DATASET.
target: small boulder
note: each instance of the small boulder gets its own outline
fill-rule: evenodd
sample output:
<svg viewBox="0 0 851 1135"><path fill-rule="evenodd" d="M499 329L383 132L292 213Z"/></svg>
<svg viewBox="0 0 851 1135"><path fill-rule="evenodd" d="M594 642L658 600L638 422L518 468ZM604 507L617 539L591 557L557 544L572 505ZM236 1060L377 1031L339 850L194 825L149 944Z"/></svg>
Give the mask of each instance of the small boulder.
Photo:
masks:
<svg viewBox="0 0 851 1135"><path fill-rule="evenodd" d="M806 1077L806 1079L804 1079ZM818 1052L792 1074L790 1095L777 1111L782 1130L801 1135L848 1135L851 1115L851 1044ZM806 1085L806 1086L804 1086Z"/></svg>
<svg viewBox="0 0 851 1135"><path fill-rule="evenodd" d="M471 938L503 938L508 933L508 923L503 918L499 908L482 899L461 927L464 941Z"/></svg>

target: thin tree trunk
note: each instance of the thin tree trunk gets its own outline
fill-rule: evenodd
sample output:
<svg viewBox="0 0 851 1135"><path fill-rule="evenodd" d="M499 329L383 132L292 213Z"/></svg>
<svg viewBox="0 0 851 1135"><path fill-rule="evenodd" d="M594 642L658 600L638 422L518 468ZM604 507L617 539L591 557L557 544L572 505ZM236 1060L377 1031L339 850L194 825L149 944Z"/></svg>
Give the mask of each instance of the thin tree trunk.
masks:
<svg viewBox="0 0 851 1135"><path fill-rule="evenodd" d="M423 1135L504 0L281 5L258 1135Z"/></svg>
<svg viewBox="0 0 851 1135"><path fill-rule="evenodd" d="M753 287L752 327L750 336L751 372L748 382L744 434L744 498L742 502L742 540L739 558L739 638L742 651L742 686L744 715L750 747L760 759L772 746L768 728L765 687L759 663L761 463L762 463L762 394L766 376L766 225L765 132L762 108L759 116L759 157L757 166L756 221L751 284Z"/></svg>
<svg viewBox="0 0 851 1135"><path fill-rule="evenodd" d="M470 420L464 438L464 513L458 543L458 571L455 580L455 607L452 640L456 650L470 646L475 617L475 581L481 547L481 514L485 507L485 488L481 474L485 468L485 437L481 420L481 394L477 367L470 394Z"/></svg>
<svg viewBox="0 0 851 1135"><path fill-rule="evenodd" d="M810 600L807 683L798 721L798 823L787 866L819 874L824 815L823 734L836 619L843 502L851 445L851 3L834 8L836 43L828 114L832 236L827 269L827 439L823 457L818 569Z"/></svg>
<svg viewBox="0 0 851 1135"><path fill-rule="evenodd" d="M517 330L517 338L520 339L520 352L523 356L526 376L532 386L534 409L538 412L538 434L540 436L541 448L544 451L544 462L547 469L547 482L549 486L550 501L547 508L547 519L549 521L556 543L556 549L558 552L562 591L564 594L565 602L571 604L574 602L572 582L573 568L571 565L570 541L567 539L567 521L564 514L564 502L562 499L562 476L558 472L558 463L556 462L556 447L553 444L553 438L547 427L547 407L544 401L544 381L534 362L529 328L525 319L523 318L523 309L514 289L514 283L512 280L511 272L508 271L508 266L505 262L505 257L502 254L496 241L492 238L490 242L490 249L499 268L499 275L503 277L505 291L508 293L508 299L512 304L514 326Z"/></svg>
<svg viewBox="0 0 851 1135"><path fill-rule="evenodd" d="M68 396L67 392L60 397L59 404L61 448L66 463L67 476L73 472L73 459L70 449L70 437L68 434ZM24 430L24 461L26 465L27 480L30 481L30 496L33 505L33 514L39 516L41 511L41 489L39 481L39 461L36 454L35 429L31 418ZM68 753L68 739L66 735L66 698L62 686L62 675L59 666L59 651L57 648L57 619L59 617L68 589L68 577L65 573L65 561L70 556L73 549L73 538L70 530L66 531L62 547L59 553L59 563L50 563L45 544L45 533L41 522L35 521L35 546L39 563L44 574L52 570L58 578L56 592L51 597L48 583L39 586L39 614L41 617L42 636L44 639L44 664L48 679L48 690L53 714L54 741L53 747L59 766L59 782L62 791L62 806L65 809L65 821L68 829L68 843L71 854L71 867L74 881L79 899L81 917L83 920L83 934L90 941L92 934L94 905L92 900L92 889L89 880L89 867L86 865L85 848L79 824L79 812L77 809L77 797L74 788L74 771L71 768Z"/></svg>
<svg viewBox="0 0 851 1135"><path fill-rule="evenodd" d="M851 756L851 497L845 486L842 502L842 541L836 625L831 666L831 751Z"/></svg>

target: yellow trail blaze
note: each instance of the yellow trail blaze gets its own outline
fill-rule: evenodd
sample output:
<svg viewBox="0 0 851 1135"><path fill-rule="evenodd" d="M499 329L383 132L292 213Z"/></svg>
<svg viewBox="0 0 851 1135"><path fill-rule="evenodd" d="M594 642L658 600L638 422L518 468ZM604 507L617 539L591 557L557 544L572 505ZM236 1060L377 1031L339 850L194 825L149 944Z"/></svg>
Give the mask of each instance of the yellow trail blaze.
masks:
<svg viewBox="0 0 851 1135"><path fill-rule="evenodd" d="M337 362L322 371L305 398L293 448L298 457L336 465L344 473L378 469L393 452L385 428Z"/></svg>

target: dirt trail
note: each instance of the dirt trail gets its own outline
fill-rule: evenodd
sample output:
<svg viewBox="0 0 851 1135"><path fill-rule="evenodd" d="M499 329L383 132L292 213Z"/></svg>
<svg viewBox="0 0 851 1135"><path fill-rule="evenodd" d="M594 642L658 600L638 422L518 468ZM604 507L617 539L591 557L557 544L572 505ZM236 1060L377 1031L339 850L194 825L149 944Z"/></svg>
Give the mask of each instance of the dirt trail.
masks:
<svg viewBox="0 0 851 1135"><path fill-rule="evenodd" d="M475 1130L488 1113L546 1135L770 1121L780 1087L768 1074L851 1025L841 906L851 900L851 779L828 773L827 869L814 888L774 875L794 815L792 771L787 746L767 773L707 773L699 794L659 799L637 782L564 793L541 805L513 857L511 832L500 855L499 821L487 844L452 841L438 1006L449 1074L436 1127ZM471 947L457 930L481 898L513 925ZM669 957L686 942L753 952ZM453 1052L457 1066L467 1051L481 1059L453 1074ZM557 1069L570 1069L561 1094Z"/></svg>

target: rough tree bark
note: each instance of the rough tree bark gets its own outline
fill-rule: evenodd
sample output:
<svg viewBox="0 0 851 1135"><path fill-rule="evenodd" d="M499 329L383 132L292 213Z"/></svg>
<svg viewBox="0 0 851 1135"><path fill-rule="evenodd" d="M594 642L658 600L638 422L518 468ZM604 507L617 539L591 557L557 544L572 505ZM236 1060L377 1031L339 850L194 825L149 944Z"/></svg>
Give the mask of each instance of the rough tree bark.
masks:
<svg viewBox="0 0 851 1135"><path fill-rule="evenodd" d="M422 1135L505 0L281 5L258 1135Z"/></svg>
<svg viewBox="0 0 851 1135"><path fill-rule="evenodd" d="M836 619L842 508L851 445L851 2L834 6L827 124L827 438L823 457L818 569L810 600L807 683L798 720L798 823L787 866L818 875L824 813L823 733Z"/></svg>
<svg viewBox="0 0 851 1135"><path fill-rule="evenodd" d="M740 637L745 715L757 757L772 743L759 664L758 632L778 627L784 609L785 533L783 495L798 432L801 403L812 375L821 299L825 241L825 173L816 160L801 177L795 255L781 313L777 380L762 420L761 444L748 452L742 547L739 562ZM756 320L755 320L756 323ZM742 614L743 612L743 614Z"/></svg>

REQUEST.
Print each of the items above line for line, without changing a single character.

RESULT FOR THIS TASK.
target: small boulder
note: each instance of the small boulder gets its own outline
fill-rule: evenodd
sample output:
<svg viewBox="0 0 851 1135"><path fill-rule="evenodd" d="M499 329L383 132L292 213Z"/></svg>
<svg viewBox="0 0 851 1135"><path fill-rule="evenodd" d="M594 642L658 600L638 422L518 468ZM604 507L617 539L591 557L557 544L572 505ZM236 1060L377 1031L339 850L194 825L149 944Z"/></svg>
Give the mask of each instance of the small boulder.
Photo:
masks:
<svg viewBox="0 0 851 1135"><path fill-rule="evenodd" d="M806 1077L806 1079L804 1079ZM818 1052L792 1074L790 1095L777 1111L782 1130L801 1135L848 1135L851 1115L851 1044ZM806 1085L806 1086L804 1086Z"/></svg>
<svg viewBox="0 0 851 1135"><path fill-rule="evenodd" d="M471 938L503 938L508 933L508 923L503 918L499 908L482 899L461 927L464 941Z"/></svg>

target: thin tree trunk
note: each instance of the thin tree trunk gets its own outline
fill-rule: evenodd
sample output:
<svg viewBox="0 0 851 1135"><path fill-rule="evenodd" d="M499 329L383 132L292 213Z"/></svg>
<svg viewBox="0 0 851 1135"><path fill-rule="evenodd" d="M594 642L658 600L638 422L518 468ZM604 507L617 539L591 557L557 544L572 505ZM236 1060L377 1031L339 850L194 825L149 944Z"/></svg>
Give the mask of each instance of the thin tree trunk.
masks:
<svg viewBox="0 0 851 1135"><path fill-rule="evenodd" d="M423 1135L504 0L281 5L258 1135Z"/></svg>
<svg viewBox="0 0 851 1135"><path fill-rule="evenodd" d="M753 287L752 327L750 336L751 372L748 382L744 434L744 498L742 502L742 540L739 558L739 638L742 651L742 686L744 715L750 747L760 759L772 746L768 728L765 687L759 663L761 463L762 463L762 394L766 376L766 225L765 132L762 108L759 116L759 157L757 166L756 221L751 284Z"/></svg>
<svg viewBox="0 0 851 1135"><path fill-rule="evenodd" d="M470 420L464 438L464 513L458 543L458 571L455 580L455 607L452 640L456 650L470 646L475 617L475 581L481 547L481 514L485 507L485 488L481 474L485 468L485 437L481 420L481 394L477 367L470 394Z"/></svg>
<svg viewBox="0 0 851 1135"><path fill-rule="evenodd" d="M810 600L807 683L798 721L798 823L787 866L819 874L824 815L823 734L836 619L843 502L851 445L851 3L834 8L836 43L828 114L832 236L827 269L827 439L823 457L818 569Z"/></svg>
<svg viewBox="0 0 851 1135"><path fill-rule="evenodd" d="M517 330L517 338L520 339L520 352L523 356L526 376L532 386L534 409L538 412L538 434L540 436L541 448L544 451L544 462L547 469L547 482L549 486L550 501L547 508L547 519L549 521L556 543L556 549L558 552L562 591L564 594L565 602L571 604L574 602L572 582L573 568L571 565L570 541L567 539L567 521L564 514L564 502L562 499L562 476L558 472L558 463L556 462L556 447L553 444L553 438L547 427L547 407L544 401L544 381L534 362L529 328L525 319L523 318L523 309L514 289L514 283L512 280L511 272L508 271L508 266L505 262L505 257L502 254L496 241L492 238L490 242L490 249L499 268L499 275L503 277L505 291L508 293L508 299L512 304L514 326Z"/></svg>
<svg viewBox="0 0 851 1135"><path fill-rule="evenodd" d="M68 396L67 392L60 397L59 404L61 448L66 463L67 476L73 472L73 459L70 449L70 437L68 434ZM24 430L24 461L26 465L27 480L30 481L30 496L33 505L33 514L39 516L41 511L41 489L39 481L39 461L36 454L35 429L31 418ZM68 753L68 739L66 735L66 698L62 686L62 675L59 666L59 651L57 648L57 619L59 617L68 589L68 577L65 573L65 561L70 556L73 549L73 538L70 530L66 531L62 547L59 553L59 563L50 563L45 544L45 533L41 522L35 521L35 546L39 563L44 574L52 570L58 578L56 592L51 597L48 583L39 586L39 614L41 617L42 636L44 639L44 664L48 679L48 690L53 714L54 741L53 747L59 766L59 782L62 791L62 806L65 809L65 821L68 829L68 843L71 854L71 867L74 881L79 899L81 917L83 920L83 934L90 941L92 934L94 905L92 900L92 889L89 880L89 867L86 865L85 848L79 824L79 812L77 809L77 797L74 788L74 771L71 768Z"/></svg>
<svg viewBox="0 0 851 1135"><path fill-rule="evenodd" d="M851 756L851 497L845 486L842 502L842 541L836 625L831 666L831 751Z"/></svg>

target: yellow trail blaze
note: each instance of the yellow trail blaze gets its own outline
fill-rule: evenodd
sample output:
<svg viewBox="0 0 851 1135"><path fill-rule="evenodd" d="M499 329L383 132L292 213Z"/></svg>
<svg viewBox="0 0 851 1135"><path fill-rule="evenodd" d="M594 642L658 600L638 422L518 468ZM604 507L617 539L591 557L557 544L572 505ZM236 1060L377 1031L339 850L194 825L149 944Z"/></svg>
Give the mask of each instance of the yellow trail blaze.
masks:
<svg viewBox="0 0 851 1135"><path fill-rule="evenodd" d="M337 362L322 371L305 398L293 448L298 457L336 465L344 473L378 469L393 452L385 428Z"/></svg>

target: dirt trail
note: each instance of the dirt trail gets its own outline
fill-rule: evenodd
sample output:
<svg viewBox="0 0 851 1135"><path fill-rule="evenodd" d="M499 329L383 132L292 213Z"/></svg>
<svg viewBox="0 0 851 1135"><path fill-rule="evenodd" d="M594 642L658 600L638 422L518 468ZM604 507L617 539L591 557L557 544L572 505ZM236 1060L377 1031L339 850L194 825L149 944Z"/></svg>
Give the mask of each instance of the dirt trail.
masks:
<svg viewBox="0 0 851 1135"><path fill-rule="evenodd" d="M475 1130L488 1113L546 1135L770 1121L780 1087L768 1074L851 1025L841 906L851 900L851 779L828 773L827 869L814 888L774 875L794 815L792 771L787 746L767 773L707 773L699 794L659 799L637 782L564 793L541 805L513 857L511 832L500 855L499 821L487 844L452 841L438 1006L449 1074L436 1127ZM471 947L457 930L481 898L513 925ZM669 957L686 942L753 952ZM453 1052L457 1066L467 1051L481 1059L453 1074ZM557 1069L570 1069L561 1094Z"/></svg>

target: rough tree bark
note: each instance of the rough tree bark gets its own outline
fill-rule: evenodd
sample output:
<svg viewBox="0 0 851 1135"><path fill-rule="evenodd" d="M499 329L383 132L292 213Z"/></svg>
<svg viewBox="0 0 851 1135"><path fill-rule="evenodd" d="M594 642L658 600L638 422L518 468ZM604 507L617 539L591 557L557 544L572 505ZM236 1060L377 1031L339 850L194 825L149 944Z"/></svg>
Give the mask of each instance of the rough tree bark.
masks:
<svg viewBox="0 0 851 1135"><path fill-rule="evenodd" d="M422 1135L505 0L281 5L258 1135Z"/></svg>
<svg viewBox="0 0 851 1135"><path fill-rule="evenodd" d="M836 619L842 508L851 445L851 2L834 6L827 124L827 438L823 457L818 569L810 600L807 683L798 720L798 823L787 866L818 875L824 813L823 733Z"/></svg>
<svg viewBox="0 0 851 1135"><path fill-rule="evenodd" d="M740 637L745 715L757 757L772 743L759 664L758 632L778 627L784 609L785 533L783 495L798 432L801 403L812 375L821 299L825 241L825 173L816 160L801 177L795 255L781 313L777 380L762 420L761 444L748 452L742 547L739 562ZM756 320L755 320L756 323ZM742 614L743 612L743 614Z"/></svg>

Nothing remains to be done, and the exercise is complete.